DATA SECTION
┄┄┄┄┄┄┄┄┄┄┄┄┄┄┄┄┄┄┄┄
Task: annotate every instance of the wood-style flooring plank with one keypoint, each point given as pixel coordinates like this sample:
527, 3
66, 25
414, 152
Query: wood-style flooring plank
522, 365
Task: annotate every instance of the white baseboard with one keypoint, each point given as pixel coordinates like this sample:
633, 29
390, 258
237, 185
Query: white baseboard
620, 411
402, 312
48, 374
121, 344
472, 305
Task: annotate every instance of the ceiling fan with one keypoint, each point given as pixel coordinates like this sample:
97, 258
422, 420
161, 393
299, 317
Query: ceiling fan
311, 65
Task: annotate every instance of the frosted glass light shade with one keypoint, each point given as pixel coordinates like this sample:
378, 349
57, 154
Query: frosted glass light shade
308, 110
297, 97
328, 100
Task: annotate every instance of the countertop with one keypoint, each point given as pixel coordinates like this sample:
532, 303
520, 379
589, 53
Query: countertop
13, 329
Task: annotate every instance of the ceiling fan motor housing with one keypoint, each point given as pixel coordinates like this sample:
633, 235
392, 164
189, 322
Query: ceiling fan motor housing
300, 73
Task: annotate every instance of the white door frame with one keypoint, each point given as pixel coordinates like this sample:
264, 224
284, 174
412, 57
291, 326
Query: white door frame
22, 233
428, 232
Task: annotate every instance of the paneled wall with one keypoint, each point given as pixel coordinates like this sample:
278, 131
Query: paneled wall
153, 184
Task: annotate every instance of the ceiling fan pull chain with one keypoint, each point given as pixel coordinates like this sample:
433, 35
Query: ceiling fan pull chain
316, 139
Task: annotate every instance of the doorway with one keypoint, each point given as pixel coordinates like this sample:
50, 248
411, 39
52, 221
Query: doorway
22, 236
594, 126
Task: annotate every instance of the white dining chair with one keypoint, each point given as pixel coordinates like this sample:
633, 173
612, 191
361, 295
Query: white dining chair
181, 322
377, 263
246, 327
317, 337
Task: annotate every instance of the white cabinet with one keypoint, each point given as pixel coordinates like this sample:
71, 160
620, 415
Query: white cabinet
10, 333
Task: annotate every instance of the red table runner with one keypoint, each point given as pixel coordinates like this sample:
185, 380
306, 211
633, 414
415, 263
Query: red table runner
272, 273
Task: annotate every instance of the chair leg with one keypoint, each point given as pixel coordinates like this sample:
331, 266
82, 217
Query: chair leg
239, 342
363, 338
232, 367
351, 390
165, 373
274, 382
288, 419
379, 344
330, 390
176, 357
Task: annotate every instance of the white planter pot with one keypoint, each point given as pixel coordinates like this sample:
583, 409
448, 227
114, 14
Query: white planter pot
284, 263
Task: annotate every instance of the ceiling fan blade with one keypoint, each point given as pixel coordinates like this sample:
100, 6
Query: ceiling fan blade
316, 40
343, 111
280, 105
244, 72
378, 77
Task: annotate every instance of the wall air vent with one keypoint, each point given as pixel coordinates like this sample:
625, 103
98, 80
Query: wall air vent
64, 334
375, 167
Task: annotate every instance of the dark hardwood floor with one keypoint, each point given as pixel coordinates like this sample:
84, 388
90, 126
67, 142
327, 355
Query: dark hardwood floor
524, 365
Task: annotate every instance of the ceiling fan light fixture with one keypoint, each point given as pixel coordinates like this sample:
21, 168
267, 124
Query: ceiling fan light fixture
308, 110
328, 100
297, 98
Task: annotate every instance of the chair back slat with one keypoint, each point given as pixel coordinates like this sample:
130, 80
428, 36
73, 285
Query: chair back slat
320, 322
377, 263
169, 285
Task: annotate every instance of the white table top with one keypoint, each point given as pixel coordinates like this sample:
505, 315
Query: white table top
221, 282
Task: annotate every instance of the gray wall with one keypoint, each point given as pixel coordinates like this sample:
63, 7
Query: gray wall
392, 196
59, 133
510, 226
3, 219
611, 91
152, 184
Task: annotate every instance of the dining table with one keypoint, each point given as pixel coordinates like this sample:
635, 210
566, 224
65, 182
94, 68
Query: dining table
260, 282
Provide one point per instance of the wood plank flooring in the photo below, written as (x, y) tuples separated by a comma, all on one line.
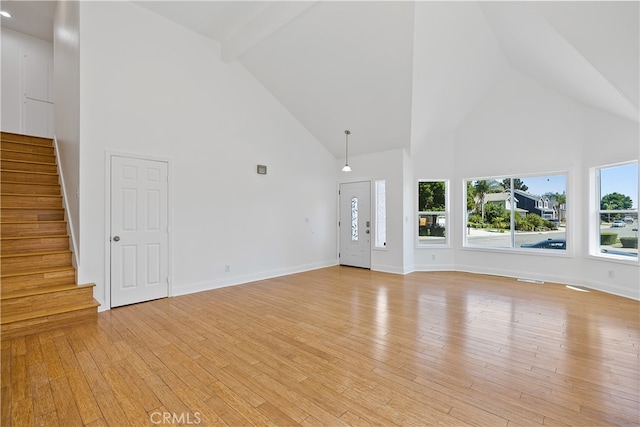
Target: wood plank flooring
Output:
[(338, 346)]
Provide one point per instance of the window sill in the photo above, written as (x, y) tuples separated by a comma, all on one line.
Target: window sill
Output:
[(618, 259), (516, 251)]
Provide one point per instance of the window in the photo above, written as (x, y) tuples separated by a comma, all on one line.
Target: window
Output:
[(432, 212), (381, 214), (527, 213), (354, 219), (617, 218)]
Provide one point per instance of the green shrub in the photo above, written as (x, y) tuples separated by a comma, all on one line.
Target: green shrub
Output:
[(608, 238), (629, 242), (475, 218)]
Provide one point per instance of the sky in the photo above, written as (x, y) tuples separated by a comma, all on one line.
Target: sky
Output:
[(621, 179), (540, 185)]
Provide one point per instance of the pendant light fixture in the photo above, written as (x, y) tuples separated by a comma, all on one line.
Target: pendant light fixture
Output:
[(346, 167)]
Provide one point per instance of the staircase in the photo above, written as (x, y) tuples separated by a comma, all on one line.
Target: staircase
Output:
[(39, 290)]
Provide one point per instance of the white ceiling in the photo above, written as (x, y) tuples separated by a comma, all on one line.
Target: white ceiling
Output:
[(30, 17), (398, 73)]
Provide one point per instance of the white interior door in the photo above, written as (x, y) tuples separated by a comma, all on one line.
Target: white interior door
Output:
[(139, 230), (355, 224)]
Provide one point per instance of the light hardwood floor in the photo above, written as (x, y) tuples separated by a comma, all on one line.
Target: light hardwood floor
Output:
[(338, 346)]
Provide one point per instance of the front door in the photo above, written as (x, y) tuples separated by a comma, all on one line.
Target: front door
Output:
[(139, 230), (355, 224)]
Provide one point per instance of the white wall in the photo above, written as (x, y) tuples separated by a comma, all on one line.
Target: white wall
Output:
[(523, 127), (66, 65), (27, 68), (155, 88)]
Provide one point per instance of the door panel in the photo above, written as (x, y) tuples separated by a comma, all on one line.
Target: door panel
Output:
[(139, 230), (355, 224)]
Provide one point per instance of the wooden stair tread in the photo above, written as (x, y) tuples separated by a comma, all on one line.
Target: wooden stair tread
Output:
[(34, 237), (48, 221), (13, 150), (32, 208), (25, 139), (30, 162), (30, 254), (40, 271), (31, 195), (41, 291), (12, 318), (29, 172)]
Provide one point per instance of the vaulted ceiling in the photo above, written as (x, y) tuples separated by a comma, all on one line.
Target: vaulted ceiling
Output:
[(398, 73)]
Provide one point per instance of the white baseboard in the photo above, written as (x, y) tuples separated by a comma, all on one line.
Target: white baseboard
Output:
[(178, 290)]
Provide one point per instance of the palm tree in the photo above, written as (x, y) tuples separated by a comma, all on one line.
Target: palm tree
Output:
[(482, 187)]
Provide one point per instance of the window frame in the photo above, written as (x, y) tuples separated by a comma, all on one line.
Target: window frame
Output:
[(378, 222), (446, 213), (595, 229), (513, 248)]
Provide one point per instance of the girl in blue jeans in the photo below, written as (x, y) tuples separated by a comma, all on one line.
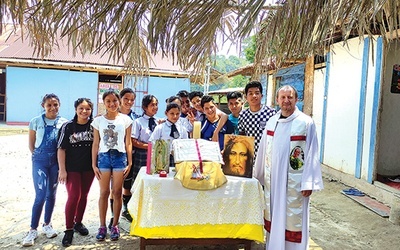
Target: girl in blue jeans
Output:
[(111, 156), (43, 132)]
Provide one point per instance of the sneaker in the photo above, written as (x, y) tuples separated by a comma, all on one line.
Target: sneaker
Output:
[(49, 231), (81, 229), (30, 238), (67, 240), (127, 215), (101, 235), (114, 233), (111, 222)]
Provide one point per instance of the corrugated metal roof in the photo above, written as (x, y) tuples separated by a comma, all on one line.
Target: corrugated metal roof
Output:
[(14, 48)]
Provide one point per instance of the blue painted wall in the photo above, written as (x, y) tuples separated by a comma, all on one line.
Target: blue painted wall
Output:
[(27, 86)]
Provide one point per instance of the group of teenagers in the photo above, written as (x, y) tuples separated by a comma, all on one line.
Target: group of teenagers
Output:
[(112, 147)]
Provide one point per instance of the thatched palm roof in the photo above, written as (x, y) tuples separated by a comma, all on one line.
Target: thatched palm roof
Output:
[(301, 28), (131, 30)]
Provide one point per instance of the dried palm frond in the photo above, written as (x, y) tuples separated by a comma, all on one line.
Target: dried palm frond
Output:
[(187, 30), (305, 27), (129, 31)]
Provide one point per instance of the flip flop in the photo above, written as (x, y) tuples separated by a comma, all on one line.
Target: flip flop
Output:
[(353, 191)]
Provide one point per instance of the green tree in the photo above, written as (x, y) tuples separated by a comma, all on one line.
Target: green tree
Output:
[(249, 48)]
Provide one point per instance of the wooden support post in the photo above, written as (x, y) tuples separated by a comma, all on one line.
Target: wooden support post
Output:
[(308, 86)]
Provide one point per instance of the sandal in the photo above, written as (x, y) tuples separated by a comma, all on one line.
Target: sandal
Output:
[(353, 191)]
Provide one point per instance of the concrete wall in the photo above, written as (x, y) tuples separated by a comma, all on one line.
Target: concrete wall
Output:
[(349, 107), (389, 143), (160, 87), (27, 86), (318, 99)]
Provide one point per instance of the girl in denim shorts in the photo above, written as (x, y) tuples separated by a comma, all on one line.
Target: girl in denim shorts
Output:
┄┄┄┄┄┄┄┄┄┄┄┄┄┄┄┄┄┄┄┄
WHAT TO PRODUCE
From the line holding "Provide one point per instance of the thatched" through the last line above, reproduce each line exactly and add nothing.

WRITTEN ANSWER
Provide one point per instance of the thatched palm roof in the photo above, written as (x, y) tuples separated by a comma, all on one line.
Target: thatched palm roof
Output:
[(301, 28), (131, 30)]
Provide one point per instance of the dried palm frond in the photo above, written as (x, y) tuples separated by a comma, all on one line.
Target: dried palm frond
Output:
[(187, 30), (305, 27), (129, 31)]
Provide one point per instance of the flip flop in the photo above, written as (x, y) tuples separated by a comma, all on one line.
Target: flip flop
Output:
[(353, 191)]
Provide one point per instance of the green tree in the photo above, written as (x, y) tuples separated by a comma, all on one line.
Target: green tree
Output:
[(249, 48)]
Provide one point per instance of the wooden support post in the photo above, written as (x, y) tuples separated by a comma, all on one line.
Target: wooden support post
Output:
[(308, 86)]
Provide one point per instance of the sandal in the photo above, written as (x, y) tuples separated by a comma, all on one line.
Target: sandal
Output:
[(353, 191)]
Provide one point per instance of the concrete wall in the photo above, written as (x, y) tuples separated by a comma, all on one line.
Target: concrete wall
Output:
[(349, 107), (389, 143), (160, 87), (27, 86), (318, 99)]
Provide one point per instance of the girl in denim shorts in the photo above, written as (x, y) tuples separated by a comma, all on one line.
Target: girl in denim shorts
Output:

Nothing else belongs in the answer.